- **Aim of the exercise**: Please count the lines in the rows below that contain the string "sculpture". Reply with only the number.

- **Information supplied**:
[start]

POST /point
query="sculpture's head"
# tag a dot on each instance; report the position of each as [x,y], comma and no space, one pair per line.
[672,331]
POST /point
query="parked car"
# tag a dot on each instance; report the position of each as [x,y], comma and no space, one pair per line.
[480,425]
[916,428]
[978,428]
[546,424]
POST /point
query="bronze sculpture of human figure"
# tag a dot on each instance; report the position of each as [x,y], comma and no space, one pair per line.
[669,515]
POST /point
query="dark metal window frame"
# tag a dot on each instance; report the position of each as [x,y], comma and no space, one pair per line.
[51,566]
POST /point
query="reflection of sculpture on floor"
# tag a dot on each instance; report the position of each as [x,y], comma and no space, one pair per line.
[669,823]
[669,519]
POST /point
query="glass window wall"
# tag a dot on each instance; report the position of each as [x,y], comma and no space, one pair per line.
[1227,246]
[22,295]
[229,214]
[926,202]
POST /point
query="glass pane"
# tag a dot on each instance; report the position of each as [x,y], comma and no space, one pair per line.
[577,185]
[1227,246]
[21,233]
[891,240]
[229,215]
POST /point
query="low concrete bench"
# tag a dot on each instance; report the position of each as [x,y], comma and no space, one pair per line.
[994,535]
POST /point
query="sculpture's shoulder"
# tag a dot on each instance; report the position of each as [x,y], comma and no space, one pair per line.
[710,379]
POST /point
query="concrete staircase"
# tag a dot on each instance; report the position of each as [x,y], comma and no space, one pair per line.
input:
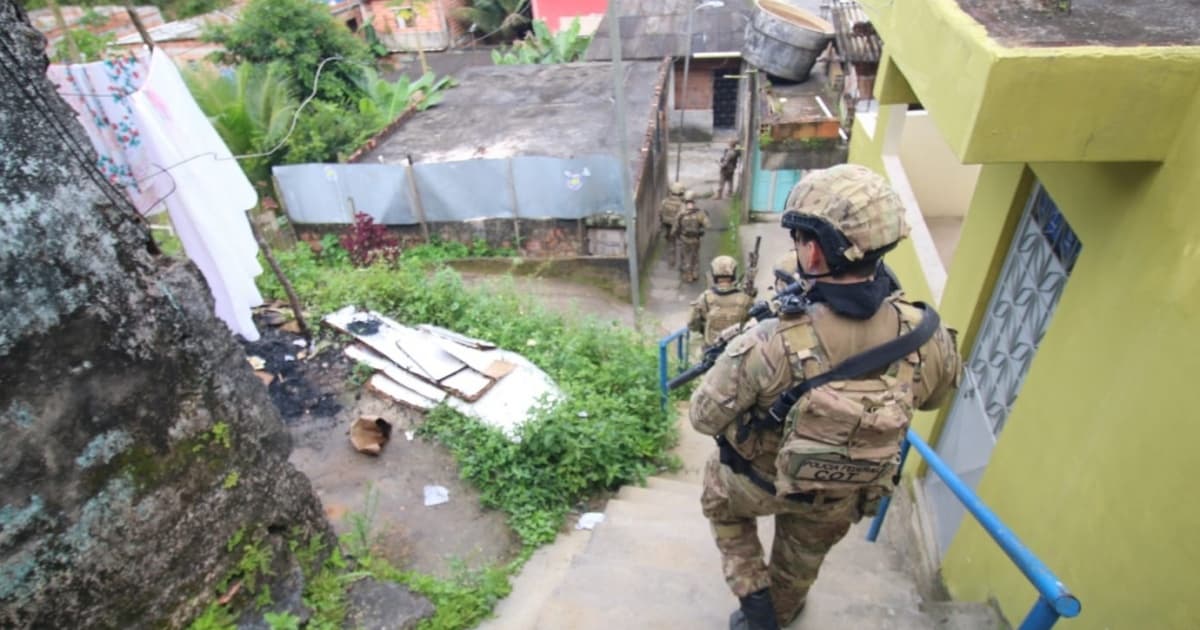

[end]

- **Correct output**: 4